• [What you have to do]:
Give as output the line that contains "Q: Point to one spot on each instance of the grassy", followed by every remaining line of the entries, unchanged and with nothing added.

• [Excerpts of location labeling data]:
──────────────────────────────
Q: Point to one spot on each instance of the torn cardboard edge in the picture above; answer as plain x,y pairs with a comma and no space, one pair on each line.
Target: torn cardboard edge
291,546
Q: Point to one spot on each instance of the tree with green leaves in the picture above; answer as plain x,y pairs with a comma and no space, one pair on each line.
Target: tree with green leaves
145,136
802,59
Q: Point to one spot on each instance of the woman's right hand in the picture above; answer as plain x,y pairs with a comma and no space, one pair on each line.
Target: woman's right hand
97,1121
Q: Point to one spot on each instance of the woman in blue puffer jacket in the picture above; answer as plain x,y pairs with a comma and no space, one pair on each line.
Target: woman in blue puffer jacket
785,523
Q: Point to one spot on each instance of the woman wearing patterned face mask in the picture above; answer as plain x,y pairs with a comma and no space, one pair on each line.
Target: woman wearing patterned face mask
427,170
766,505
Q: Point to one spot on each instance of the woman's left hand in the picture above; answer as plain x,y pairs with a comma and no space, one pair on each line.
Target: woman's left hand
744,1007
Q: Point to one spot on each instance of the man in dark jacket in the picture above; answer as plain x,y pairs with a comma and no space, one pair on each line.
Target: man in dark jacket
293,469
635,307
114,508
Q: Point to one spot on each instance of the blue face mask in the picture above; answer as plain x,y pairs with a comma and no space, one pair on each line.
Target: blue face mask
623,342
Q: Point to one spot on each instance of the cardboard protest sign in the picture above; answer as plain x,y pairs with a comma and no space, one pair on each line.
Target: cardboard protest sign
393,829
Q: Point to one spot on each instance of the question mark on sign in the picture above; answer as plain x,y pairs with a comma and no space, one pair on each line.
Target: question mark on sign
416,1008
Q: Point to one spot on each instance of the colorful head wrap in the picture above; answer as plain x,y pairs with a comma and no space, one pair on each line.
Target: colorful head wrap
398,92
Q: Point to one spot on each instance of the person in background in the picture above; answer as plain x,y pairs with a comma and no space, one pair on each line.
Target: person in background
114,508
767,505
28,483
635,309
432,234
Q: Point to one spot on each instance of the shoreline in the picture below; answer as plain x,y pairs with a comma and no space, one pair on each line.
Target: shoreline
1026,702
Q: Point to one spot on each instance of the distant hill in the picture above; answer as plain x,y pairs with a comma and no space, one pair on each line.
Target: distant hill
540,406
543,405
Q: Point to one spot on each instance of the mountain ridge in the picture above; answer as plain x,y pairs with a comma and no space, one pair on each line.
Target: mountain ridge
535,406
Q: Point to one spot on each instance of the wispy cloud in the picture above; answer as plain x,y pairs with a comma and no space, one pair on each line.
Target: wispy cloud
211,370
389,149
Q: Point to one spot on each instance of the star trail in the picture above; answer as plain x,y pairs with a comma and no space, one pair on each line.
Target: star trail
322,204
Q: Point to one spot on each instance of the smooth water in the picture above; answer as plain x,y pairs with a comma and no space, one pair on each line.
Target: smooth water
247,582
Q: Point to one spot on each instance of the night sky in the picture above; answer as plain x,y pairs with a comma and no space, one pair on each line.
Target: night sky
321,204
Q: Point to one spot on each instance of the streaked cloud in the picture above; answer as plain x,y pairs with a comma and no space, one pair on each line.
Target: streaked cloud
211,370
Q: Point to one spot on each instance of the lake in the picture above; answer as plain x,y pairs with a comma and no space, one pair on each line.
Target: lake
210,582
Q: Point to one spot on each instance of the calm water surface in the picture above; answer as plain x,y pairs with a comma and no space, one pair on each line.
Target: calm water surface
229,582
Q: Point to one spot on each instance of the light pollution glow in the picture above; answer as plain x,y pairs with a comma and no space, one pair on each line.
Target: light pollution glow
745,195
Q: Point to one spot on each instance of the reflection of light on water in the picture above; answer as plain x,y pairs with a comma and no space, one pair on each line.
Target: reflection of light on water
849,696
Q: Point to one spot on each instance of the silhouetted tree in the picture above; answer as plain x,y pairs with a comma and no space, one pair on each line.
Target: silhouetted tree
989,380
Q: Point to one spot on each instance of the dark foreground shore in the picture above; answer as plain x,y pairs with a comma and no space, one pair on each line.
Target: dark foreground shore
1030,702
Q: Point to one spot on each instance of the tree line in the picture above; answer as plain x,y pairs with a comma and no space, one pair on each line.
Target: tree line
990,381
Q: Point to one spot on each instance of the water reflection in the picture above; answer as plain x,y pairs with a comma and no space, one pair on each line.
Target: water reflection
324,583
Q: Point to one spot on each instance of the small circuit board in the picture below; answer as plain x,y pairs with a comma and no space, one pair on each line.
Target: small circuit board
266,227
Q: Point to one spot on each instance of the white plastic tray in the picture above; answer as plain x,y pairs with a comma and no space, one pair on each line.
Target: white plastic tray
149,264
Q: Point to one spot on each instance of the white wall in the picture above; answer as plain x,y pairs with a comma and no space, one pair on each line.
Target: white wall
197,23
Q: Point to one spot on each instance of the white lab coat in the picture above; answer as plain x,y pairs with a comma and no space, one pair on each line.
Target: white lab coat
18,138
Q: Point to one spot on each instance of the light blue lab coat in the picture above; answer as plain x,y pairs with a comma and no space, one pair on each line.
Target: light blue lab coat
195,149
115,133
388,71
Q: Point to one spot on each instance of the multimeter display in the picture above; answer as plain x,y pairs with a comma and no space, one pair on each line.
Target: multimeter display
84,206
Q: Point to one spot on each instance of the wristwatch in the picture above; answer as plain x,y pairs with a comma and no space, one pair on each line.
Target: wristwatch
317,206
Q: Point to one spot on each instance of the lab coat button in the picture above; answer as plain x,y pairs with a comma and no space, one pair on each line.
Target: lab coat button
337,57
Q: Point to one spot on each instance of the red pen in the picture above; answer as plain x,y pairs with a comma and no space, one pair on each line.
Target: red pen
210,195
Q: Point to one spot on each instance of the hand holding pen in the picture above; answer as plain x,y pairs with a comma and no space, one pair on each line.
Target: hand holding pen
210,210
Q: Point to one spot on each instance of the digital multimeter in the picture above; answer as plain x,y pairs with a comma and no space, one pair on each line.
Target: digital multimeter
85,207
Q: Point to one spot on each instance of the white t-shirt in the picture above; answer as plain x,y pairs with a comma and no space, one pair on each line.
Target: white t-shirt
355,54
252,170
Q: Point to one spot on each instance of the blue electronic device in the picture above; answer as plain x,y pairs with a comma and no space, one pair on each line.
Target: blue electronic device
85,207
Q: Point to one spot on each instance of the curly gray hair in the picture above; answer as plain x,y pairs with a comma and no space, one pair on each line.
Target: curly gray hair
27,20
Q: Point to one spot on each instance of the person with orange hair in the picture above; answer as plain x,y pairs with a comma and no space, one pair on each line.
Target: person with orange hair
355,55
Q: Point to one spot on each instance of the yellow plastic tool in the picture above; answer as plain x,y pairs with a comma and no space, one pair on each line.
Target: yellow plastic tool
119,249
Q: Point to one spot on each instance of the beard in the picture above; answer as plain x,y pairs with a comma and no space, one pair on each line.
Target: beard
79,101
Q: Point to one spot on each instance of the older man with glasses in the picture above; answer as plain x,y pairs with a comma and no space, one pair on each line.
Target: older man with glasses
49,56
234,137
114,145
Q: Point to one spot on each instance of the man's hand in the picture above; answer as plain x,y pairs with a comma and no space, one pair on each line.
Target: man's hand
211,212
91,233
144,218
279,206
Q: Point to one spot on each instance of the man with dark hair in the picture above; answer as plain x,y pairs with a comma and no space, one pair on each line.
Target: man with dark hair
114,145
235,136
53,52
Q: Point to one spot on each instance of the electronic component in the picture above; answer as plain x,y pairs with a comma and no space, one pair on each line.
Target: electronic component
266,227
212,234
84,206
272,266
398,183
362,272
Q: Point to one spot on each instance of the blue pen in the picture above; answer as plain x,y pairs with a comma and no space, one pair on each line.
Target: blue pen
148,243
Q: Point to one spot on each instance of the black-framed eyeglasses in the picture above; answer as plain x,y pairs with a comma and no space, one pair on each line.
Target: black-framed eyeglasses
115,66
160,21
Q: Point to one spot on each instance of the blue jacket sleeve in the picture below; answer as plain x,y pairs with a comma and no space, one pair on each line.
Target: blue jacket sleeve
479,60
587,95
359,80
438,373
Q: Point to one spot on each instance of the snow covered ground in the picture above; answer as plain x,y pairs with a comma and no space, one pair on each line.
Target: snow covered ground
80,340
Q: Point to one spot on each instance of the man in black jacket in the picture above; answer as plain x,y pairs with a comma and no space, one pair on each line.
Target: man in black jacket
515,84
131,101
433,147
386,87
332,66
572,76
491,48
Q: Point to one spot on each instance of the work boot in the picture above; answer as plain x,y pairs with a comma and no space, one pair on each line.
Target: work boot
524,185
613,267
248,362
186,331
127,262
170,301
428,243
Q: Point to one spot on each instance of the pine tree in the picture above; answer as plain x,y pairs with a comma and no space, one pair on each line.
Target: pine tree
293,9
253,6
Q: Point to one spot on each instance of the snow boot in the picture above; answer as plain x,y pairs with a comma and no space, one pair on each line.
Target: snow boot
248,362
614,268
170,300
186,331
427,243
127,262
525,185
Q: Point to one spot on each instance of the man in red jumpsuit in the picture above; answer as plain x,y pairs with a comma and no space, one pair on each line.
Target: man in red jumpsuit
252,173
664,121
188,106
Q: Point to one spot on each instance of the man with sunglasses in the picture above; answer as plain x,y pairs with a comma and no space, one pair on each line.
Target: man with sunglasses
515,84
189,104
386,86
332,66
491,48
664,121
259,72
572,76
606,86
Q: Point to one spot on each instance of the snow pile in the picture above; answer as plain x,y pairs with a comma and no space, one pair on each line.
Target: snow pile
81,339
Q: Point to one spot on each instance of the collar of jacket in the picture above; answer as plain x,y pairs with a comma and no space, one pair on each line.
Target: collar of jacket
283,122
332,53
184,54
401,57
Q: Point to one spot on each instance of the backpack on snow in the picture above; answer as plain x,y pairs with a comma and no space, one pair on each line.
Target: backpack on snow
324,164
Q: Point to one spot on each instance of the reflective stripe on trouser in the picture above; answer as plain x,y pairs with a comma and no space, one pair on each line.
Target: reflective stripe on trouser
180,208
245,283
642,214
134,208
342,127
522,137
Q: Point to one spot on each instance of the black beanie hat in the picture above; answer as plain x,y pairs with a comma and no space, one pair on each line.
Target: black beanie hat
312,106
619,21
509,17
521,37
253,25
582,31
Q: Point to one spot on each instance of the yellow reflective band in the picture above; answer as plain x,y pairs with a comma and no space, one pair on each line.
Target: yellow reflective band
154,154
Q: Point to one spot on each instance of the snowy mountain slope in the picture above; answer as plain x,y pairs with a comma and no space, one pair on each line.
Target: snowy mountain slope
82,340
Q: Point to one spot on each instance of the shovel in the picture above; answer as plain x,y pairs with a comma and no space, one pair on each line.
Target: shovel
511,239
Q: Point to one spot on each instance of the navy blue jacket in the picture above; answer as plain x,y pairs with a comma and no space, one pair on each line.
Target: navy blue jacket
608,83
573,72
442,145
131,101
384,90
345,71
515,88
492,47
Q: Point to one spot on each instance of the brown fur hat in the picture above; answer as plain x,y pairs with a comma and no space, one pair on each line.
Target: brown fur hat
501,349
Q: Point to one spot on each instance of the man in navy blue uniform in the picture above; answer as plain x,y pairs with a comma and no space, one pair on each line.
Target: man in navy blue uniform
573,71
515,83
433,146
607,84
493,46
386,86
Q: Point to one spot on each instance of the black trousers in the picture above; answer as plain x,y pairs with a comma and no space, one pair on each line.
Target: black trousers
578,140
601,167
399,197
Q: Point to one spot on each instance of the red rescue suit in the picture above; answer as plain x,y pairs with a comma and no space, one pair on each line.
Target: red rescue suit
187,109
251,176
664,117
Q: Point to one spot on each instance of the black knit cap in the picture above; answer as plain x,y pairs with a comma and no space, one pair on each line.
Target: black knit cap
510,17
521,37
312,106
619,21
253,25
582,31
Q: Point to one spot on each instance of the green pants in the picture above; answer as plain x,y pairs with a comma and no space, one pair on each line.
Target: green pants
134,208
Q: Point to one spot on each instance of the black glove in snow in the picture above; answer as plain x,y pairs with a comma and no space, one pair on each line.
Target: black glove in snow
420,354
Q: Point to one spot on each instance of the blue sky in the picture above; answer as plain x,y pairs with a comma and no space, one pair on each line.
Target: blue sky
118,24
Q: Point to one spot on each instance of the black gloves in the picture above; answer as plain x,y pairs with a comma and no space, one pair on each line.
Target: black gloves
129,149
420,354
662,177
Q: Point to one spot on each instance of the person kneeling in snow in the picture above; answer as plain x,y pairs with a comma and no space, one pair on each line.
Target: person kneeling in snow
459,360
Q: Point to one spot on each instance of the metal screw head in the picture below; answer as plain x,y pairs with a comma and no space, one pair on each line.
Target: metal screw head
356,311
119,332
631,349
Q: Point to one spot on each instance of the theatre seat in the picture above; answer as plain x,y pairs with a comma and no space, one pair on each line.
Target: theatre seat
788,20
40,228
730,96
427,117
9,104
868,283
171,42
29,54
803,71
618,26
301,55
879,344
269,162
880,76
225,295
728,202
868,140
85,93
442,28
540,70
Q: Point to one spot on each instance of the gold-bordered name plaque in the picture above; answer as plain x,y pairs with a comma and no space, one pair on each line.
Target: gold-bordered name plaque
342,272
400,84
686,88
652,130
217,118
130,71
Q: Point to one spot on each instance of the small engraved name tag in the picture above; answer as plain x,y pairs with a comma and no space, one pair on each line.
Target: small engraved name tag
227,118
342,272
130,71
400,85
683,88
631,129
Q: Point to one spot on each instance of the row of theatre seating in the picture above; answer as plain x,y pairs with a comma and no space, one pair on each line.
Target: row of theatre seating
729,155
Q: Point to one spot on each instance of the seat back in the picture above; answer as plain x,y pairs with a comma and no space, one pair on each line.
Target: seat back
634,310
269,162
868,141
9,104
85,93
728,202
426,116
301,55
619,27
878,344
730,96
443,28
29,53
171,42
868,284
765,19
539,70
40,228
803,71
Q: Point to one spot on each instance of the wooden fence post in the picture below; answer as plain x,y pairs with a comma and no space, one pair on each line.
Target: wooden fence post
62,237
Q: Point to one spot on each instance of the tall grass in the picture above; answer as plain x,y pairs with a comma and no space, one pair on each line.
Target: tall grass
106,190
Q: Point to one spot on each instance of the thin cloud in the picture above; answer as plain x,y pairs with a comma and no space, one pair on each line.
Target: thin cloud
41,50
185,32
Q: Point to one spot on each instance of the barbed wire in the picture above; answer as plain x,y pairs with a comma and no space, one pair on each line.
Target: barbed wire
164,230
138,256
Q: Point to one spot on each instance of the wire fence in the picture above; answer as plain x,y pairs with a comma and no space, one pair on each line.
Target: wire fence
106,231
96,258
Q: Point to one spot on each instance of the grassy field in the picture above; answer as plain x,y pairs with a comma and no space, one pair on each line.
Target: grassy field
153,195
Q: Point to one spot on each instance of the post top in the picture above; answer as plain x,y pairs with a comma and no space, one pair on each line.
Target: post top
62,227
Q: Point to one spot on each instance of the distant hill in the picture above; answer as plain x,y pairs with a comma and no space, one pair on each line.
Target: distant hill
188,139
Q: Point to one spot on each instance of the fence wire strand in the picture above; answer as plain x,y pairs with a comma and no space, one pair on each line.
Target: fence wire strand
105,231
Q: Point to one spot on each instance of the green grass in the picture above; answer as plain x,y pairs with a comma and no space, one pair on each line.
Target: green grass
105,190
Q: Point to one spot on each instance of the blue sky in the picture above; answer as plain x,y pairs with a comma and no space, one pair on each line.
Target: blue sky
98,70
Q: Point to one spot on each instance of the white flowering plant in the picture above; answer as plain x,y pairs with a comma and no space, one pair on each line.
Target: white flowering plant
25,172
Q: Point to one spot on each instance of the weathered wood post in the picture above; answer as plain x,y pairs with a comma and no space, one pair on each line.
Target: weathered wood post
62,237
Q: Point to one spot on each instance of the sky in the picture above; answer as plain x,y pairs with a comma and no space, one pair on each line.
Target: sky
──────────────────────────────
• [Expected answer]:
Q: Point to one spot on each instance of the grassy field in the picture above; answer as plain x,y pairs with a comma and no space, one pair on each line.
Target: grassy field
153,195
Q: Point to one spot on each instance of the post top in the picture above; answer as plain x,y pairs with a comma and no space, one pair on each line.
Target: post top
62,227
Q: Point to one spot on each instance of the distant hill in the picture above; answer as plain x,y pairs with a comma and no space, one pair on each line.
Target: distant hill
188,139
Q: Point to one spot on each instance of the fence wire strand in the picture above; answer as plain x,y pairs with a comma and no space, one pair on each line.
Target: fence wire strand
105,231
Q: Point to one spot on each instance of the green grass in the picture above; answer as plain x,y pairs with a comma and no space, one pair on each line.
Target: green grass
105,190
Q: Point to one spot on each instance of the blue sky in the picture above; answer as plain x,y pairs with a comma and no space, one pair on each line.
Target: blue sky
98,70
Q: Point to one spot on each instance of the white flowering plant in the picture above; answer as plain x,y pairs with a comma and no space, one pair on each line.
Target: white flowering plant
25,172
Q: Point to one spot on each instance of the weathered wood post in the picture above; answer as plain x,y pairs with a comma and no space, one pair on each line.
Target: weathered wood post
62,237
Q: Point to one spot on each instance of the sky in the picture above; answer as plain x,y pairs with a comma and no space, one pair on each line.
Target: sky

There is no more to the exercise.